» Document excerpt
········
Gets 10 days for not wearing a mask while in courtroom

YOUNGSTOWN — The attorney for Thomas Wisener, the Youngstown police officer found in contempt of court for refusing to wear a face covering in Youngstown Municipal Court Feb. 23, says 10 days in jail is excessive for the type of incident involved.

Judge Carla Baldwin sentenced Wisener to 10 days in jail, but an appeal the day he was taken to jail secured his release pending final outcome of Wisener’s appeal.

Attorney Daniel Leffler of the Ohio Patrolman’s Benevolent Association, the union representing Wisener, stated in a filing with the Ohio 7th District Court of Appeals that the court’s punishment “must be reasonable.”

The Leffler filing is in response to the prosecution filing from attorney John Juhasz, who was pressed into service in the appeals court matter after the Youngstown Law Department recused itself from the case because of its close working relationship with the court and the Youngstown Police Department.

Juhasz’s filing said Wisener “chose on his own to wear the uniform of a law enforcement officer while flaunting the law himself” by refusing to wear a facial covering while in the court building. Wisener was there for a case for which he was involved in his role as a police officer.

Leffler said Wisener’s circumstances are comparable to a Cuyahoga County case in which an attorney was found in contempt of court for “pulling down his mask during a court proceeding” and a judge found the lawyer in contempt for violating mask mandates and policies of the common pleas court.

“However, the court held that the (attorney) ‘could purge the finding of contempt by paying a $1,000 fine or providing proof of the COVID-19 vaccination within 45 days of the order.'”

Leffler’s filing added that in Wisener’s case, Baldwin “did not make a finding of how (Wisener’s) actions, simply being present (in court), actually interfered with or disrupted a court proceeding or matter.”

It added that Wisener’s case is “not a circumstance compared to the types of matters that typically result in criminal contempt for which jail time is imposed.”

Leffler gave examples of more serious contempt cases in which the defendant received jail time: a defendant “intruding into defense counsel’s conference with his witness; accusing the defense counsel of having the witness arrested; interfering with the defendant’s right to subpoena witnesses; and intimidating defense counsel so as to interfere with the defendant’s right to effective assistance of counsel.”

Leffler’s filing also delves into the religious freedom issues he raised in his initial appeal filing, namely that Wisener refused to wear a facial covering because it violated his deeply held religious beliefs.

Leffler earlier argued that Wisener quoted the Gospel of Matthew in telling Baldwin the gospel tells him to “love the Lord God with all my heart, with all my soul and all of my mind” and that wearing a facial covering would have caused him to communicate what he believed was a lie, that wearing a mask will protect other people or that it will save their lives.

Juhasz argued in his filing that when Wisener’s pastor testified at Wisener’s contempt hearing, he “did not testify that the wearing of masks violates a central tenet of the religion, or that wearing masks violated the Ninth Commandment, Matthew Chapter 22, or indeed anything else in the Bible.”

Leffler’s filing states that “Ohio has adopted a constitutional standard (that) prohibits state action that interferes with one’s own conscience. The religious belief or tenet need not be a central tenet of a bona fide religion or widely published as a religious doctrine.

“The Ohio Constitution suggests that the religious belief is personal and individual. Here, Wisener testified as to his own personal religious belief. A witness testified that he believed Wisener’s belief was sincere and deeply held,” the filing states.
········
» Work to be completed
Please repeat the part of the mask contempt article starting with "Gets 10 days" and going on through "of Wisener’s appeal.". The listing that comes next isn't needed.

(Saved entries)
········
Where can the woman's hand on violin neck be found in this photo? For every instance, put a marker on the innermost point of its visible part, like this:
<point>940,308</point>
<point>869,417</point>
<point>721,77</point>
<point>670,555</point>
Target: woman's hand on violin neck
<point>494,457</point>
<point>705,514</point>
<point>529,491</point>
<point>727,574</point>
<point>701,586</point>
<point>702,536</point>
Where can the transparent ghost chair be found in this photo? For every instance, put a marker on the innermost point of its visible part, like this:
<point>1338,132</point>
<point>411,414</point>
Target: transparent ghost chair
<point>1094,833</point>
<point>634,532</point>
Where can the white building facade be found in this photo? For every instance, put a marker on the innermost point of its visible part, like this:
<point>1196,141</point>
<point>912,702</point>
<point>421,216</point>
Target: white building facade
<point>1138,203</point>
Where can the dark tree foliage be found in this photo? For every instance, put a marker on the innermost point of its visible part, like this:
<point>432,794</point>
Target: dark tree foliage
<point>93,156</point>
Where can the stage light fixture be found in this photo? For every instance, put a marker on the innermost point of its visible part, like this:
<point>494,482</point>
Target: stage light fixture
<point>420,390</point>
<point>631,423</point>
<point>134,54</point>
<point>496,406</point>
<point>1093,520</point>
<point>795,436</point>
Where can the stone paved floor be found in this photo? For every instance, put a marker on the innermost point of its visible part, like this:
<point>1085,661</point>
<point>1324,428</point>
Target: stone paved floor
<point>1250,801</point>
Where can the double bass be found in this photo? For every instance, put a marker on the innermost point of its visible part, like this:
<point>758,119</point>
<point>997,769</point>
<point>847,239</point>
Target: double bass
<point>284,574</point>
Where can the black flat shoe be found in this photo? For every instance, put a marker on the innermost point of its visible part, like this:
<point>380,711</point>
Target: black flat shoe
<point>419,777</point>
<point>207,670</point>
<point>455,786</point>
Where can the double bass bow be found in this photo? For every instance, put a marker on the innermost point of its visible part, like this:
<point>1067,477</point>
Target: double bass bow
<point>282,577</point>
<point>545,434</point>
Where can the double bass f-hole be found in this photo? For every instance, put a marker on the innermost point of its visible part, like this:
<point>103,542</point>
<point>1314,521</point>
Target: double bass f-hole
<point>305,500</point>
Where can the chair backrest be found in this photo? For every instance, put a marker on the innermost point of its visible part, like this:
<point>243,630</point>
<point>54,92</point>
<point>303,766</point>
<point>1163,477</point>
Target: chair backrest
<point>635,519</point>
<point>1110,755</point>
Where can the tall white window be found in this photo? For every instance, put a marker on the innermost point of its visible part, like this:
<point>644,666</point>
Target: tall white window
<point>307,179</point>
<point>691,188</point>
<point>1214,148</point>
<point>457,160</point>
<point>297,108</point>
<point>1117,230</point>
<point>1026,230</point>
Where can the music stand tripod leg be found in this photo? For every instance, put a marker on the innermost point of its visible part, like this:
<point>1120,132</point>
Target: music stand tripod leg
········
» Task answer
Gets 10 days for not wearing a mask while in courtroom

YOUNGSTOWN — The attorney for Thomas Wisener, the Youngstown police officer found in contempt of court for refusing to wear a face covering in Youngstown Municipal Court Feb. 23, says 10 days in jail is excessive for the type of incident involved.

Judge Carla Baldwin sentenced Wisener to 10 days in jail, but an appeal the day he was taken to jail secured his release pending final outcome of Wisener’s appeal.